-- Excerpted passage --
● ● ●

Editorial: The June 7 primary is a critical election for Los Angeles. We can help
All elections matter, but some matter more — and the June 7 primary is such a moment in Los Angeles and California. The results on election day could bring a significant shift in the political landscape.
Recent surveys suggest voters are pessimistic about the future. High housing prices and the homelessness crisis remain top concerns. Spiking gas prices, inflation and rising crime rates are adding to people’s frustrations. The existential threat of climate change, the trauma of the COVID-19 pandemic, the racial reckoning after the George Floyd murder and the angst of the last two years are feeding a sense of discontent and an urgency for change.
We’re already seeing this play out on the ballot. California is so blue that many statewide and L.A. races are often between a Democrat and a slightly more or less liberal Democrat. But in key races this spring, there are very different ideologies and visions on the ballot. And voters will have real choices — and those choices will have real impacts and consequences.
Three statewide races this year will test Democrats’ hegemony and the relevance of California’s open primary.
To help voters choose wisely, the Times editorial page will begin publishing its endorsements this week and they will continue over the coming weeks. June 7 is known as election day, but it’s more proper to call it the last day of voting in the primary. Election reforms expedited by the pandemic mean that Californians now have nearly a month to vote. Every registered voter will be mailed a ballot in early May, giving people ample time to read up on the candidates, tune in to a forum, consider endorsements, including ours, and make a decision.
The editorial board endorses selectively, choosing the most consequential races in which to make recommendations. For the June 7 primary, we are endorsing in all the city, county and Los Angeles Unified School District races and in some legislative, congressional and statewide races — and of course the judicial races, which are often the most confounding part of the ballot because the candidates are unfamiliar to voters. We may endorse in additional races for the November general election.
Gov. Gavin Newsom is up for reelection but his big challenge came during last year’s recall election. Having easily fended off the opposition in September, he faces little-known challengers in June. The competitive statewide races to watch are down ballot — the controller (the watchdog of state government), the insurance commissioner and the attorney general, which has become a referendum on criminal justice reform.
This is a critical election in Los Angeles. With Mayor Eric Garcetti termed out, city voters will choose a new chief executive for the first time in nearly a decade, along with a new city attorney and city controller. Half the City Council seats are also up for a vote.
Sure, crime and homelessness are vital topics. But what are L.A.’s mayoral candidates going to do to help our schoolchildren?
This is the second municipal ballot since the city moved its elections from odd-numbered to even-numbered years to coincide with presidential and gubernatorial elections. Under the old schedule, mayor’s races were sometimes sleepy affairs; fewer than 1 in 4 registered Los Angeles voters bothered to cast a ballot in the 2013 race when Garcetti was first elected. Now, with the combination of consolidated election dates and universal mail-in ballots, it’s quite possible this year could be the highest turnout mayoral election in decades. And City Council incumbents, who often have easy reelections, are facing serious challengers hoping to take advantage of the larger, more diverse electorate.
For the last month and a half, the Times editorial board has been interviewing candidates and doing research and reporting to inform our recommendations. What do we look for in a candidate? We want to support individuals who have a record of success and have proved they can reach consensus and solve problems. They must offer more than platitudes and simplistic statements and demonstrate they understand and are ready for the complexities of governing.
We also look for candidates who recognize and want to address the inequities that continue to plague our communities and institutions in California. Systemic racism, poverty, income inequality, the opportunity gap — these are deeply rooted problems that our political leaders have to confront.
Our goal is to give you recommendations based on strong arguments and analyses, along with additional Opinion coverage of the election. We welcome your thoughts and feedback. Look for Times endorsements in the newspaper and online.

● ● ●

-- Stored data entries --
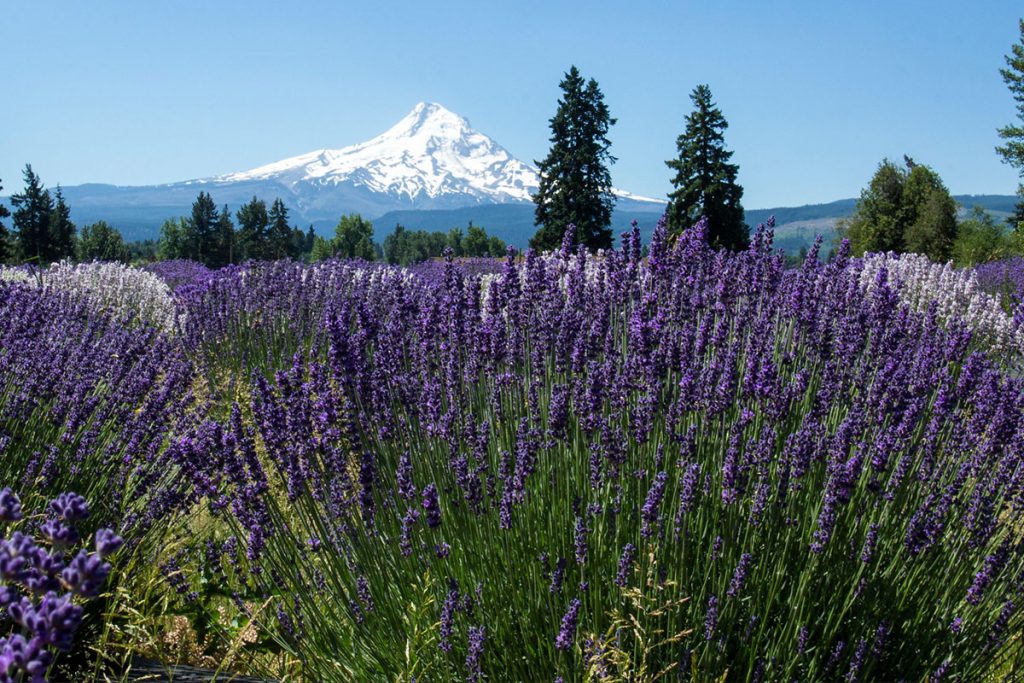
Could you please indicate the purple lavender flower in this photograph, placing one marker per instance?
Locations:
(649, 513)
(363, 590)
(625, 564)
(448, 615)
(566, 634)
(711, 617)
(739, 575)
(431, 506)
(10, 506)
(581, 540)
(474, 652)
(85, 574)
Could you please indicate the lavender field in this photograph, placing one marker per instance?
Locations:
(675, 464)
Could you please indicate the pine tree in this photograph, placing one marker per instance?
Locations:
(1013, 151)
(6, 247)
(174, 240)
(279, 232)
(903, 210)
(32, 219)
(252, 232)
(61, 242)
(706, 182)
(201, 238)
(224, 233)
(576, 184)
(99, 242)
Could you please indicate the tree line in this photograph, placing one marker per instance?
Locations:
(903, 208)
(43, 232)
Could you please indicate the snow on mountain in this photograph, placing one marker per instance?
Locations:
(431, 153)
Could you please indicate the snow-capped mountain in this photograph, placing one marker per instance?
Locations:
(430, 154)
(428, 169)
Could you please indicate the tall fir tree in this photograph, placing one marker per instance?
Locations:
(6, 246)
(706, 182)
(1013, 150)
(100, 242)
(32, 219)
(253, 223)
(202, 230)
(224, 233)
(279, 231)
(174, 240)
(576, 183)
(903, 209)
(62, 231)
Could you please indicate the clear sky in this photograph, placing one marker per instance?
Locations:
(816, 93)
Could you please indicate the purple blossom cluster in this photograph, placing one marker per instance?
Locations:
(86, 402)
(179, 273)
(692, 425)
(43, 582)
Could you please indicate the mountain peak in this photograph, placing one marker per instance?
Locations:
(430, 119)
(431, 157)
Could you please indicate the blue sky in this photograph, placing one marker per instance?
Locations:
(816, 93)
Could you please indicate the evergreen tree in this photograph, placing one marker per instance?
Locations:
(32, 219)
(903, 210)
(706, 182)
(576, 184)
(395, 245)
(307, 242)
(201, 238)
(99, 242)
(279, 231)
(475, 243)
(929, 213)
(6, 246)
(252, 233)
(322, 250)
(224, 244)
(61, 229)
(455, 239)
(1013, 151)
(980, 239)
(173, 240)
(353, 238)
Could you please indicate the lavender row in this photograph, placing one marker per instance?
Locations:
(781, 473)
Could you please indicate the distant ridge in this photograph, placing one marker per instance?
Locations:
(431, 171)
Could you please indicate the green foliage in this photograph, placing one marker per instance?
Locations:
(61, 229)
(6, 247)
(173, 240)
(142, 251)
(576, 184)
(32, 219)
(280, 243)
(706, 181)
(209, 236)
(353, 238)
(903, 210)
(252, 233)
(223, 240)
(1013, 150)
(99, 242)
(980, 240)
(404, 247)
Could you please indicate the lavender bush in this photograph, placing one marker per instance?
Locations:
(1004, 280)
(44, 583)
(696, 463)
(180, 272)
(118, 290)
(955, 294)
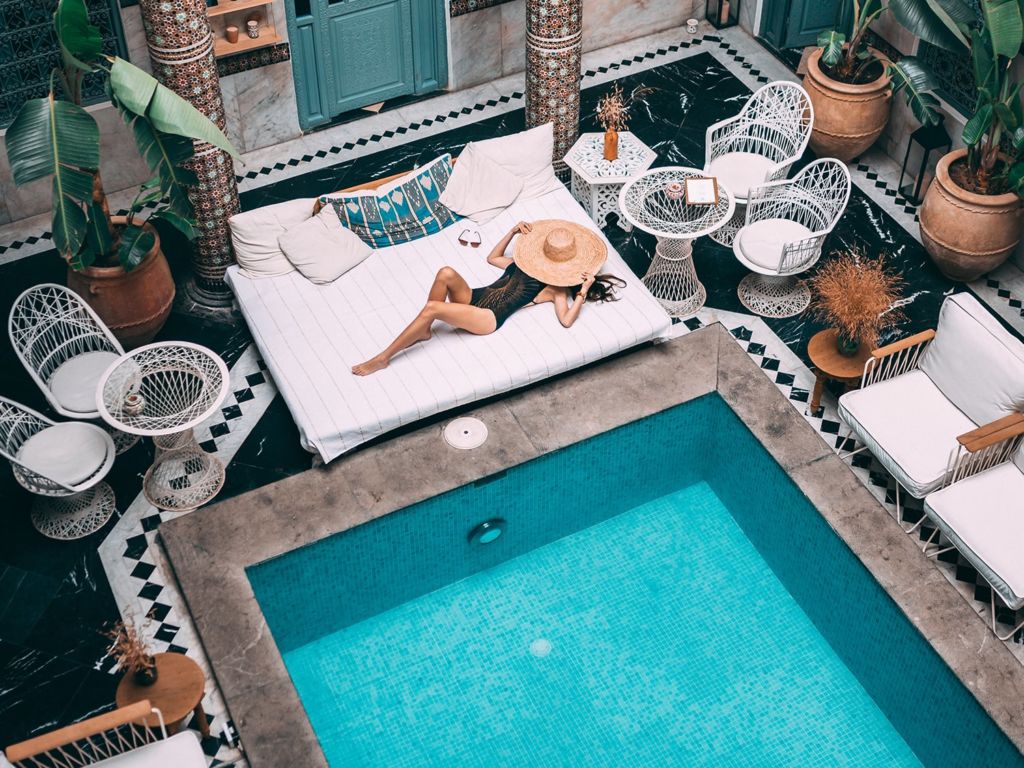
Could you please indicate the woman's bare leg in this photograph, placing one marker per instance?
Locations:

● ● ●

-- Exercise 1 --
Answer these from the editorial on the June 7 primary:
(a) When will every registered voter be mailed a ballot?
(b) What share of registered Los Angeles voters cast a ballot in the 2013 mayor's race?
(c) How many of the City Council seats are up for a vote?
-- Exercise 2 --
Retype the part of the editorial on the June 7 primary starting at "Gov. Gavin Newsom" and ending at "for a vote.".

-- Task solution 1 --
(a) Early May.
(b) Fewer than 1 in 4.
(c) Half of them.

-- Task solution 2 --
Gov. Gavin Newsom is up for reelection but his big challenge came during last year’s recall election. Having easily fended off the opposition in September, he faces little-known challengers in June. The competitive statewide races to watch are down ballot — the controller (the watchdog of state government), the insurance commissioner and the attorney general, which has become a referendum on criminal justice reform.
This is a critical election in Los Angeles. With Mayor Eric Garcetti termed out, city voters will choose a new chief executive for the first time in nearly a decade, along with a new city attorney and city controller. Half the City Council seats are also up for a vote.